• [TEXTE SOURCE]:
§
Libérez Libre-Flot
Le
27 février, un homme de 37 ans, début une grève de la faim en prison. Il veut
protester contre son incarcération de 14 mois, à l’isolement total, sans
jugement (1).
« Cela fait 14 mois que je suis
enterré vivant, dans une solitude infernale et permanente, sans avoir personne
à qui parler, à juste pouvoir contempler le délabrement de mes capacités
intellectuelles et la dégradation de mon état physique et ce, sans avoir accès
à un suivi psychologique ». « Cet isolement, la torture blanche, est
considéré comme inhumain et dégradant par plusieurs instances des droits
humains ».
Arrêté
le 8 décembre 2020 avec 7 autres personnes, il est mis en examen pour
association de malfaiteurs. Il lui est reproché d’avoir « envisagé »
des actions violentes contre des policiers et des militaires.
Dans
quel pays un individu peut-il être incarcéré, à l’isolement, pour avoir
peut-être envisagé des actions violentes ? Sans doute dans un pays
bafouant les droits de l’Homme, avec un régime autoritaire.
C’est en
France que ça se passe.
C’est en
effet à Bois d’Arcy que Libre Flot est emprisonné.
§
• [TRAVAIL À RÉALISER]:
(A) Répondez à ces questions sur l'article consacré à Libre Flot :
(i) Quel jour l'homme a-t-il commencé sa grève de la faim ?
(ii) À quelle date a-t-il été arrêté ?
(iii) Dans quelle ville est-il emprisonné ?
(B) Extrayez de l'article consacré à Libre Flot le passage qui débute par « Libérez Libre-Flot » et se poursuit jusqu'à « jugement (1). ».
(C) Poursuivez l'article consacré à Libre Flot après sa dernière phrase.
§
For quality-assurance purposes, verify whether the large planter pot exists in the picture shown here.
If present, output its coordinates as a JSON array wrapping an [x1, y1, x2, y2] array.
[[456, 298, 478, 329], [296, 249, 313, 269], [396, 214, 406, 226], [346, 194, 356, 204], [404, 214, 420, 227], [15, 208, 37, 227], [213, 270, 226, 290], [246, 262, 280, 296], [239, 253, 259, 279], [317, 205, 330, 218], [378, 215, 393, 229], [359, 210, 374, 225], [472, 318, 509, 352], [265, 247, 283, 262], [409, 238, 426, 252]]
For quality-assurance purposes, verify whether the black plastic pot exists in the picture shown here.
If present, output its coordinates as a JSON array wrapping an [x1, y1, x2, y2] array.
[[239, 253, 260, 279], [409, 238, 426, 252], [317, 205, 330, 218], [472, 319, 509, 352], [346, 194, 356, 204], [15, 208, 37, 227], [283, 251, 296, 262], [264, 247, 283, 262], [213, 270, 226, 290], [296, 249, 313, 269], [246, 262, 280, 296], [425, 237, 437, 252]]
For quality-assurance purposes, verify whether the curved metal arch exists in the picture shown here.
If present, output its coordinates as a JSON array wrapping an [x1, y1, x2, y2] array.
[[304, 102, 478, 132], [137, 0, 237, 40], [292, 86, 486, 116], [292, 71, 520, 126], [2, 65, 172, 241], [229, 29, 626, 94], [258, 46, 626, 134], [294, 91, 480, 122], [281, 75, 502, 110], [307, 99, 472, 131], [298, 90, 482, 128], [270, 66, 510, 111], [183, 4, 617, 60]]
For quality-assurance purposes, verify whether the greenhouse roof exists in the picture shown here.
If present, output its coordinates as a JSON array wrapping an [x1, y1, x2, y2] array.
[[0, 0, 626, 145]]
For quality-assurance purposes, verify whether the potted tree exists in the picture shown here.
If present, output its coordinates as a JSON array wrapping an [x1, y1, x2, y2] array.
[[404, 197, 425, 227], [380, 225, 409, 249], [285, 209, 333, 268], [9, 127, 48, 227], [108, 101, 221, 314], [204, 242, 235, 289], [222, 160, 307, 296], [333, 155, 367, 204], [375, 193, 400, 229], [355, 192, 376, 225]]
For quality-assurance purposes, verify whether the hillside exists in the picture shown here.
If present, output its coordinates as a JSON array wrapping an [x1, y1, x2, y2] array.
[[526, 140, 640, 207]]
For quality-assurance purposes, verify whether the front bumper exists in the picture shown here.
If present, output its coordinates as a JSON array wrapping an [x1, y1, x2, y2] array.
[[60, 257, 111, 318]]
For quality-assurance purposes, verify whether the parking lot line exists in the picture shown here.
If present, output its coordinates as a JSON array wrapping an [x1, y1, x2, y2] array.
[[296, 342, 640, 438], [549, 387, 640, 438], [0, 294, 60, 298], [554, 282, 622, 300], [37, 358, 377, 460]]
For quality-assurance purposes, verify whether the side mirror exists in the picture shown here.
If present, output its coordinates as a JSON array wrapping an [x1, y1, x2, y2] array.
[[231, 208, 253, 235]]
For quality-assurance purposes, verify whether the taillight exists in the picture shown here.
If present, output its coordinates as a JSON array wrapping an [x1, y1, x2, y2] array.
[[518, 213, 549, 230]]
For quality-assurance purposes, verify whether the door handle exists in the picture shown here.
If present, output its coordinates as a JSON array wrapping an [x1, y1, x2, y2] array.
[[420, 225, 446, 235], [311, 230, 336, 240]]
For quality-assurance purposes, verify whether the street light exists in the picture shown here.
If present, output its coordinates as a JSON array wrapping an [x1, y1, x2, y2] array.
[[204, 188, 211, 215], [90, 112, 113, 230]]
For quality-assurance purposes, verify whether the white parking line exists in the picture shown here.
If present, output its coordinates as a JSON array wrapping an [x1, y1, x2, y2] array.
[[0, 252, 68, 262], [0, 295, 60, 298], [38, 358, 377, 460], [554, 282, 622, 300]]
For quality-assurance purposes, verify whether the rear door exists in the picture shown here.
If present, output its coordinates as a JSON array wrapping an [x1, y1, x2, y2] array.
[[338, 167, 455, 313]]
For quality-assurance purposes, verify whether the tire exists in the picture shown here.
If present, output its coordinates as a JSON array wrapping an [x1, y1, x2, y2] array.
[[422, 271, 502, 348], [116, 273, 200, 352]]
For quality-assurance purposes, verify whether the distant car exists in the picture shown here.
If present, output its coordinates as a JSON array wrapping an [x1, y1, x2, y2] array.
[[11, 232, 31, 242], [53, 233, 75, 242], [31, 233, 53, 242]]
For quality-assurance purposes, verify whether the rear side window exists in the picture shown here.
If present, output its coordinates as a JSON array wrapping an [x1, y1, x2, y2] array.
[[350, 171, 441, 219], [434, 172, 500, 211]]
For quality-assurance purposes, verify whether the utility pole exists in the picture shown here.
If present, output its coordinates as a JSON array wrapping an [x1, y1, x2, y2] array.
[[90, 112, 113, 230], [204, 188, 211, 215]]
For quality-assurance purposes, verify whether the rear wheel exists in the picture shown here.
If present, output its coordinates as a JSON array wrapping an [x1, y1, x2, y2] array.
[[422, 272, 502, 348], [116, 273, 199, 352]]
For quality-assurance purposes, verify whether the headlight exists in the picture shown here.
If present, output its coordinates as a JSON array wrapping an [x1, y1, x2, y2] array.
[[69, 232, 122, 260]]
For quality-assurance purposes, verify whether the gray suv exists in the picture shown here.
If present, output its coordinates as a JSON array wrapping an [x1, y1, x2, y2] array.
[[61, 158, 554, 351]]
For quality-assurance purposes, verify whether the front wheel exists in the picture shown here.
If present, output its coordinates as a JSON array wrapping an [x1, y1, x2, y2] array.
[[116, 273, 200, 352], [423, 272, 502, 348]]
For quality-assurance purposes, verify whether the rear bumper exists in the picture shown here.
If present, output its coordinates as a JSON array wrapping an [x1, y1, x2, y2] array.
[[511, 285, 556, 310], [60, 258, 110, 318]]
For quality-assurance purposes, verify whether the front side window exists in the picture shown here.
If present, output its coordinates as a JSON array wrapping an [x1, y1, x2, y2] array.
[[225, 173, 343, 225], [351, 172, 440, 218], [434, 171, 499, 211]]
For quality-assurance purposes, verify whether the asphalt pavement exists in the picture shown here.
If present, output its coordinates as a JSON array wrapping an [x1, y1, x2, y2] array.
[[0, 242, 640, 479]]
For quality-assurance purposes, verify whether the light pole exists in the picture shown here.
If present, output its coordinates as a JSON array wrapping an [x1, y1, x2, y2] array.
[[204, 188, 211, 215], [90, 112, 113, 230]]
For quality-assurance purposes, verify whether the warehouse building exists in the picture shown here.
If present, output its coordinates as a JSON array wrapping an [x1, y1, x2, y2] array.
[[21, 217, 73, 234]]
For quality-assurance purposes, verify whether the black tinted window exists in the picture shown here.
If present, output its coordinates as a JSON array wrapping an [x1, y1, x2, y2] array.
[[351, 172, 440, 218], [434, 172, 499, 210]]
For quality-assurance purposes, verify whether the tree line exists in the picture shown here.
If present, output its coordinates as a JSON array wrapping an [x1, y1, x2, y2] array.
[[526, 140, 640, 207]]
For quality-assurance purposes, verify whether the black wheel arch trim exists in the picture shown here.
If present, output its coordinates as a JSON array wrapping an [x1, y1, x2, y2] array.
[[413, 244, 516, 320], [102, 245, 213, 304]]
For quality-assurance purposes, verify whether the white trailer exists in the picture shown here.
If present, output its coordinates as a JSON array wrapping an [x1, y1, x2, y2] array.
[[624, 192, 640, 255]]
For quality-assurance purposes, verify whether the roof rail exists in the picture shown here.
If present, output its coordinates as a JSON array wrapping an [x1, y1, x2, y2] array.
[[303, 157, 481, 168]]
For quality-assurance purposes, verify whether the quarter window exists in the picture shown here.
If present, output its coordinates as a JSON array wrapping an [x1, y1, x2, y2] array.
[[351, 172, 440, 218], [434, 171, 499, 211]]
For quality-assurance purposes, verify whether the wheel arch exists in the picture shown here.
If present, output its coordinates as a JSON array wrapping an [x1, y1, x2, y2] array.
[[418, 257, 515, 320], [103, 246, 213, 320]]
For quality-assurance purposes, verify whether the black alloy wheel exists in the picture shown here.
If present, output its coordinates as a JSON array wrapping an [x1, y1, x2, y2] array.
§
• [RÉSULTATS ORDONNÉS]:
(A)
(i) Le 27 février.
(ii) Le 8 décembre 2020.
(iii) À Bois d'Arcy.

(B)
Libérez Libre-Flot
Le
27 février, un homme de 37 ans, début une grève de la faim en prison. Il veut
protester contre son incarcération de 14 mois, à l’isolement total, sans
jugement (1).

(C)
Il
lui est reproché par la Direction Générale de la Sécurité Intérieure d’avoir
possédé, dans le camion où il vivait, des produits chimiques pouvant entrer
dans la composition de bombes artisanales, comme, par exemple, du peroxyde
d’hydrogène (eau oxygénée), du nitrate d’ammonium (présent dans les engrais
chimiques), de l’essence (qui peut servir aussi à faire tourner un groupe
électrogène) ainsi qu’un fusil de chasse. Il lui est également reproché, sous
couvert de pratiquer l’Air-soft (tir au pistolet à billes), de s’entraîner au
maniement des armes.
Donc,
si vous pratiquez l’air-soft, si vous avez quelques sacs d’engrais, de l’eau
oxygénée, des bidons d’essence pour votre tondeuse, et si vous avez conservé le
fusil de chasse de votre grand-père, il serait peut-être plus prudent de
quitter immédiatement le territoire français car la police anti-terroriste
risque de vous mettre hors d’état de nuire et de vous incarcérer à l’isolement.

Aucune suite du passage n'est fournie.